> [Stored data]:
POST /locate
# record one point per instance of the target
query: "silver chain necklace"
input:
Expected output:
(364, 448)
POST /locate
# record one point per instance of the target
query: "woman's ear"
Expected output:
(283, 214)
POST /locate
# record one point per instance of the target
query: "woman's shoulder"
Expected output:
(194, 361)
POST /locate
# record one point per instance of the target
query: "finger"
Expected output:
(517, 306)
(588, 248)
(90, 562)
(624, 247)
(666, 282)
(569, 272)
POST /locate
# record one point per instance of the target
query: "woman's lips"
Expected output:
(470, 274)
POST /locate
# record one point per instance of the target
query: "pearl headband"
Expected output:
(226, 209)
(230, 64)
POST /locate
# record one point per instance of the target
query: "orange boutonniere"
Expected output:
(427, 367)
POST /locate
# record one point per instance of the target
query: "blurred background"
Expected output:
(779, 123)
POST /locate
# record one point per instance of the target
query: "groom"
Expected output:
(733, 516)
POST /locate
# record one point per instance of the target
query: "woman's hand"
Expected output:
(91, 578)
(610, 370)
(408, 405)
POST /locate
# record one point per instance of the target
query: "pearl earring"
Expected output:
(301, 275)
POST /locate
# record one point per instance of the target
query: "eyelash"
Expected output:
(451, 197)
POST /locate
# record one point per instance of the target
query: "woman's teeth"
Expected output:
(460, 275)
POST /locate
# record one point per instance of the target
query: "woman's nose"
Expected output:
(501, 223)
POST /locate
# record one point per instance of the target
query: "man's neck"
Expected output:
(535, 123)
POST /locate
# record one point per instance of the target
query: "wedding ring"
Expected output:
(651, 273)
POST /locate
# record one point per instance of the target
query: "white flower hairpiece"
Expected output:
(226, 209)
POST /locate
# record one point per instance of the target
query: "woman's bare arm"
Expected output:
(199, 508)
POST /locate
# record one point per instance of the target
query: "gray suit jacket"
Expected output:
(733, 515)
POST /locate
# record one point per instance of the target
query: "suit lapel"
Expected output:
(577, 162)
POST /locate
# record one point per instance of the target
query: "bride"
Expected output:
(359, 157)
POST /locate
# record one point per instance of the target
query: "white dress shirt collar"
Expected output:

> [Task description]: Copy all lines from the data above that contain the word "pearl".

> [Result of this exercise]:
query: "pearl headband"
query: "pearl earring"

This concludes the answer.